◆ Leseauszug
========================================

44. Die französische Regierung hat jedoch nicht dargetan, warum die in Rede stehenden Einfuhren - die genehmigungsfrei wären, wenn die Arzneimittel persönlich mitgeführt würden - dem Genehmigungsverfahren unterworfen werden müssen, das für Einfuhren zu Handelszwecken vorgeschrieben ist.

45. Für die Einfuhren, die von der vorliegenden Rüge erfasst werden, müssen die französischen Behörden ein Genehmigungsverfahren vorsehen, das den Besonderheiten dieser Einfuhren angepasst ist und dessen beschränkende Wirkungen auf den gemeinschaftlichen Handelsverkehr nicht über das für die Erreichung des verfolgten Zweckes Notwendige hinausgehen (vgl. in Bezug auf ein besonderes Verfahren für Paralleleinfuhren von Arzneimitteln Urteil vom 12. Oktober 2004 in der Rechtssache C263/03, Kommission/Frankreich, Slg. 2004, I0000, Randnrn. 19 und 20).

46. Dieses Verfahren muss leicht zugänglich sein und innerhalb eines angemessenen Zeitraums abgeschlossen werden können (vgl. Urteil vom 12. Oktober 2004 in der Rechtssache C263/03, Kommission/Frankreich, Randnr. 21).

47. Die Französische Republik hat dadurch gegen ihre Verpflichtungen aus Artikel 28 EG verstoßen, dass sie eine solche spezielle Regelung nicht vorgesehen hat.

48. Daher hat diese Rüge Erfolg.

49. Nach allem ist festzustellen, dass die Französische Republik dadurch gegen ihre Verpflichtungen aus Artikel 28 EG verstoßen hat, dass sie

- auf persönliche Einfuhren von Arzneimitteln, die in Frankreich ordnungsgemäß verschrieben und nach der Richtlinie 65/65 sowohl in Frankreich als auch in dem Mitgliedstaat, in dem sie gekauft werden, zugelassen sind, ein Verfahren der vorherigen Genehmigung anwendet, sofern der Einführende die Arzneimittel nicht persönlich mit sich führt;

- auf persönliche Einfuhren von homöopathischen Arzneimitteln, die in Frankreich ordnungsgemäß verschrieben und nach der Richtlinie 92/73 in einem Mitgliedstaat registriert sind, ein Verfahren der vorherigen Genehmigung anwendet, sofern der Einführende die Arzneimittel nicht persönlich mit sich führt, und

- auf persönliche Einfuhren von Arzneimitteln, die in Frankreich ordnungsgemäß verschrieben worden sind, aber nicht dort, sondern nur in dem Mitgliedstaat zugelassen sind, in dem sie gekauft werden, ein unverhältnismäßiges Verfahren der vorherigen Genehmigung anwendet, sofern der Einführende die Arzneimittel nicht persönlich mit sich führt.

========================================

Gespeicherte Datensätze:

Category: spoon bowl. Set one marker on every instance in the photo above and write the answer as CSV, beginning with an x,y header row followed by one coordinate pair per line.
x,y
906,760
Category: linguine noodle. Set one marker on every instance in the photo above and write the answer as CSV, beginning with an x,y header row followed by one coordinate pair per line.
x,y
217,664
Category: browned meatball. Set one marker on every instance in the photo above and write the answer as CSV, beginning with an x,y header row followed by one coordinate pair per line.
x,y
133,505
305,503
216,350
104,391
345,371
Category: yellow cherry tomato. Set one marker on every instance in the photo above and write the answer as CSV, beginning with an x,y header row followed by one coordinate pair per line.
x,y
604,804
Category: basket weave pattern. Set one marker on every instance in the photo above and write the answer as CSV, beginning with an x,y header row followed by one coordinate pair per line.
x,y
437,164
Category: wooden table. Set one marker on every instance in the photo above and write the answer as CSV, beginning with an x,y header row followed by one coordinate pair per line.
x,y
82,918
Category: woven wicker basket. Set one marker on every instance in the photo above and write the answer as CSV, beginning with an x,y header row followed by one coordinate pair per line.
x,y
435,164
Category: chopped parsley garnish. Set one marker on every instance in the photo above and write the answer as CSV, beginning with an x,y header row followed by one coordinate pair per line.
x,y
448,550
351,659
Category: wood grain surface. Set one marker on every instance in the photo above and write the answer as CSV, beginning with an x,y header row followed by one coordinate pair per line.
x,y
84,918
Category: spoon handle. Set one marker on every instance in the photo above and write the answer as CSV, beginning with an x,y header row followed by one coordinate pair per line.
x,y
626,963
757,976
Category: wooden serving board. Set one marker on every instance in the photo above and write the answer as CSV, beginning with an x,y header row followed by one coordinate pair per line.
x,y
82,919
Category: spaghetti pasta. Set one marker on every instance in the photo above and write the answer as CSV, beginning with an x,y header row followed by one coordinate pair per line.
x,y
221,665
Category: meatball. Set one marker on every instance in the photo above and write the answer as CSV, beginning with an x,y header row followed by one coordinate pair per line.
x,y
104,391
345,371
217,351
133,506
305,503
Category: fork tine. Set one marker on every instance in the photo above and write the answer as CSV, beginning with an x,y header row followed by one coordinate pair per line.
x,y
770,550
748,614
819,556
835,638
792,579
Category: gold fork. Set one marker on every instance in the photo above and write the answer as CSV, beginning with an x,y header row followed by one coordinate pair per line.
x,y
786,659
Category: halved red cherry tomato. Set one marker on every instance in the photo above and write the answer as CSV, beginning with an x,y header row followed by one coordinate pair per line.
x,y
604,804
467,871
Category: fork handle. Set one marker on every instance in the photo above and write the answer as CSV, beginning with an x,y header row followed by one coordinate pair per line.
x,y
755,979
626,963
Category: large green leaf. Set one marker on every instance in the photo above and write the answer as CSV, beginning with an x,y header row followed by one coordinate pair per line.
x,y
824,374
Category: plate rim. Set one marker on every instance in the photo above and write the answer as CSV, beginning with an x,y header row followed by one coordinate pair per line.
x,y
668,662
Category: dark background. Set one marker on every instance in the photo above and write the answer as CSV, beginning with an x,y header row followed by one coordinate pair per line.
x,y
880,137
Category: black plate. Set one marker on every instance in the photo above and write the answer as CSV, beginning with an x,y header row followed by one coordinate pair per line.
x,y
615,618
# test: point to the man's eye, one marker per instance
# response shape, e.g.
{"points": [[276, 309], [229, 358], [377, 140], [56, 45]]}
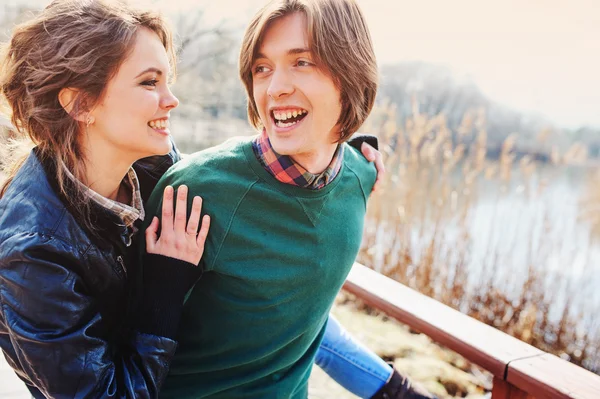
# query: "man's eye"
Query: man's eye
{"points": [[152, 82]]}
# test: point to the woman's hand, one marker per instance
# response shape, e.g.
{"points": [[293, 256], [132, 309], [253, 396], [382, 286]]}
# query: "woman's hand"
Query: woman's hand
{"points": [[176, 239], [372, 155]]}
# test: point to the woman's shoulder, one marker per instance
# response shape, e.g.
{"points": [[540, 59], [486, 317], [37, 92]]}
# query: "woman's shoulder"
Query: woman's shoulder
{"points": [[31, 208]]}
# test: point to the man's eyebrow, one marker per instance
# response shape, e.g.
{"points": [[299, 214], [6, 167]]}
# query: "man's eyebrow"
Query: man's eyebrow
{"points": [[151, 69]]}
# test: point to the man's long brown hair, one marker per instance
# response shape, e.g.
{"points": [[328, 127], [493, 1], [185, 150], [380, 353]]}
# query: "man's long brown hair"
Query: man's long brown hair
{"points": [[77, 44], [341, 44]]}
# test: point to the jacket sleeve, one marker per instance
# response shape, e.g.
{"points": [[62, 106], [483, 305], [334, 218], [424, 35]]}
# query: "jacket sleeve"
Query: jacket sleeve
{"points": [[55, 328]]}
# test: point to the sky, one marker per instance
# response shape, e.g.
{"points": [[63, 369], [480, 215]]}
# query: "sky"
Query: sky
{"points": [[533, 55]]}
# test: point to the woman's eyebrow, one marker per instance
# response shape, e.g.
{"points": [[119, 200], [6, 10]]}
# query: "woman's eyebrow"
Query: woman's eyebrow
{"points": [[151, 69]]}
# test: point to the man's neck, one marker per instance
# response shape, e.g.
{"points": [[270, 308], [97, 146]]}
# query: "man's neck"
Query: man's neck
{"points": [[317, 162]]}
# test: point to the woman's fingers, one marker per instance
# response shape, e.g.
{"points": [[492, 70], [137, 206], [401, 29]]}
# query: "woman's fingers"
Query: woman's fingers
{"points": [[194, 221], [203, 232], [180, 210], [373, 155]]}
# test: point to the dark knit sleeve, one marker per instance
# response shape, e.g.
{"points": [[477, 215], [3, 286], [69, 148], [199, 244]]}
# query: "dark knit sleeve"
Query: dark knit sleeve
{"points": [[165, 283], [357, 139]]}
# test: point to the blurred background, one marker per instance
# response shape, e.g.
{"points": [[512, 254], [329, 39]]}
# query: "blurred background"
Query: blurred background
{"points": [[488, 116]]}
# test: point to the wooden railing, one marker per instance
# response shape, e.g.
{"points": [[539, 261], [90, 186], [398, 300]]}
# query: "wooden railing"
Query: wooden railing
{"points": [[520, 370]]}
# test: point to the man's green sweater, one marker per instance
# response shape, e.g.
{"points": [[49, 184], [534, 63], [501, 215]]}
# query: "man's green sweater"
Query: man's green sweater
{"points": [[275, 257]]}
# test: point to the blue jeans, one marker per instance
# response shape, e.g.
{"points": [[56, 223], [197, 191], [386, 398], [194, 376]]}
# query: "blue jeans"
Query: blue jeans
{"points": [[349, 363]]}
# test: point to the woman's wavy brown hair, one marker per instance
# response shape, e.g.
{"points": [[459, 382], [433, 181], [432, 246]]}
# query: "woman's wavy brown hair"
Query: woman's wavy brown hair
{"points": [[76, 44], [341, 44]]}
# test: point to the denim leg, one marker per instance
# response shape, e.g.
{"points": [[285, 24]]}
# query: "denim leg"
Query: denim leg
{"points": [[349, 363]]}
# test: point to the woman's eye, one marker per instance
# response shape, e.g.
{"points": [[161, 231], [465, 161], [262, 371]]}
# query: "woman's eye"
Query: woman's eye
{"points": [[151, 82], [260, 69]]}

========================================

◆ Aufgabe
Setzen Sie den Urteilsauszug über persönliche Arzneimitteleinfuhren nach Frankreich im Anschluss an seinen letzten Satz fort.

◆ Schriftliche Antwort
Kosten

50. Nach Artikel 69 § 2 der Verfahrensordnung ist die unterliegende Partei auf Antrag zur Tragung der Kosten zu verurteilen. Da die Kommission die Verurteilung der Französischen Republik beantragt hat und diese mit ihrem Vorbringen unterlegen ist, sind ihr die Kosten aufzuerlegen.

Tenor:

Aus diesen Gründen hat der Gerichtshof (Zweite Kammer) für Recht erkannt und entschieden:

1. Die Französische Republik hat dadurch gegen ihre Verpflichtungen aus Artikel 28 EG verstoßen, dass sie

- auf persönliche Einfuhren von Arzneimitteln, die in Frankreich ordnungsgemäß verschrieben und nach der Richtlinie 65/65/EWG des Rates vom 26. Januar 1965 zur Angleichung der Rechts- und Verwaltungsvorschriften über Arzneispezialitäten in der durch die Richtlinie 93/39/EWG des Rates vom 14. Juni 1993 geänderten Fassung sowohl in Frankreich als auch in dem Mitgliedstaat, in dem sie gekauft werden, zugelassen sind, ein Verfahren der vorherigen Genehmigung anwendet, sofern der Einführende die Arzneimittel nicht persönlich mit sich führt;

- auf persönliche Einfuhren von homöopathischen Arzneimitteln, die in Frankreich ordnungsgemäß verschrieben und nach der Richtlinie 92/73/EWG des Rates vom 22. September 1992 zur Erweiterung des Anwendungsbereichs der Richtlinien 65/65/EWG und 75/319/EWG zur Angleichung der Rechts- und Verwaltungsvorschriften über Arzneimittel und zur Festlegung zusätzlicher Vorschriften für homöopathische Arzneimittel in einem Mitgliedstaat registriert sind, ein Verfahren der vorherigen Genehmigung anwendet, sofern der Einführende die Arzneimittel nicht persönlich mit sich führt, und

- auf persönliche Einfuhren von Arzneimitteln, die in Frankreich ordnungsgemäß verschrieben worden sind, aber nicht dort, sondern nur in dem Mitgliedstaat zugelassen sind, in dem sie gekauft werden, ein unverhältnismäßiges Verfahren der vorherigen Genehmigung anwendet, sofern der Einführende die Arzneimittel nicht persönlich mit sich führt.

2. Die Französische Republik trägt die Kosten des Verfahrens.